ACTIONS TO TAKE:
a - From the passage on hoaxes and authorship, copy word for word the part that opens with the words containing "Similarly, the common" and closes with "of the believers.".
b - According to the passage on hoaxes and authorship, what position did William Boyd hold that made people accept Nat Tate's stature?
c - List every word or phrase that the passage on hoaxes and authorship puts inside quotation marks.

GIVEN PASSAGE:
○ ○ ○ ○ ○

Similarly, the common charge that creating false phenomena "muddies the water of serious research" is an impressive euphemism for fear of falsification. To quote Einstein, while no experiment can ever prove a theory right, a single reproducible experiment can prove it wrong. Artifice hailed as 'genuine' and 'impossible to hoax' simply - and scientifically - reflects the dubious prejudice and motives of the believers.
 
To mimic the divine is the very basis of scientific experimentation. This is why, as the world becomes disenchanted by science, such human pretension is regarded as illicit by those equating wonder with divinity. Today, our sense of art's value has little to do with the work itself; it is based instead on our fixation on authorship. This was recently illustrated by the pseudish reviews of William Boyd's biography of a non-existent painter Nat Tate. Tate's stature was accepted on the strength of Boyd's own as editor of a respected art magazine; if he thought the work worthy, it must be. Like all successful satire, it turned the mirror back on ourselves to remind us of our own irrationality. This attachment - driven by the same pseudoscientific gusto as cerealogy (which is also defined by its pursuit of authorship) - denies new ideas simply because they are new. It has no real value other than to give us some idea of consensus.

○ ○ ○ ○ ○

RECORD EXTRACTS:
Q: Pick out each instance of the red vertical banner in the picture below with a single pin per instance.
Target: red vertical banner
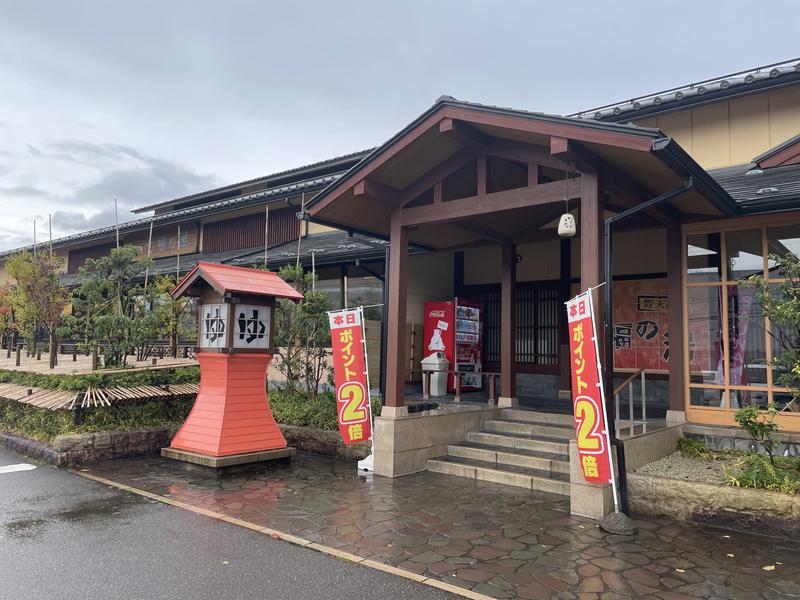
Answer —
(591, 428)
(350, 376)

○ ○ ○ ○ ○

ANSWERS BELOW:
a -
Similarly, the common charge that creating false phenomena "muddies the water of serious research" is an impressive euphemism for fear of falsification. To quote Einstein, while no experiment can ever prove a theory right, a single reproducible experiment can prove it wrong. Artifice hailed as 'genuine' and 'impossible to hoax' simply - and scientifically - reflects the dubious prejudice and motives of the believers.

b - Editor of a respected art magazine.

c -
- "muddies the water of serious research"
- 'genuine'
- 'impossible to hoax'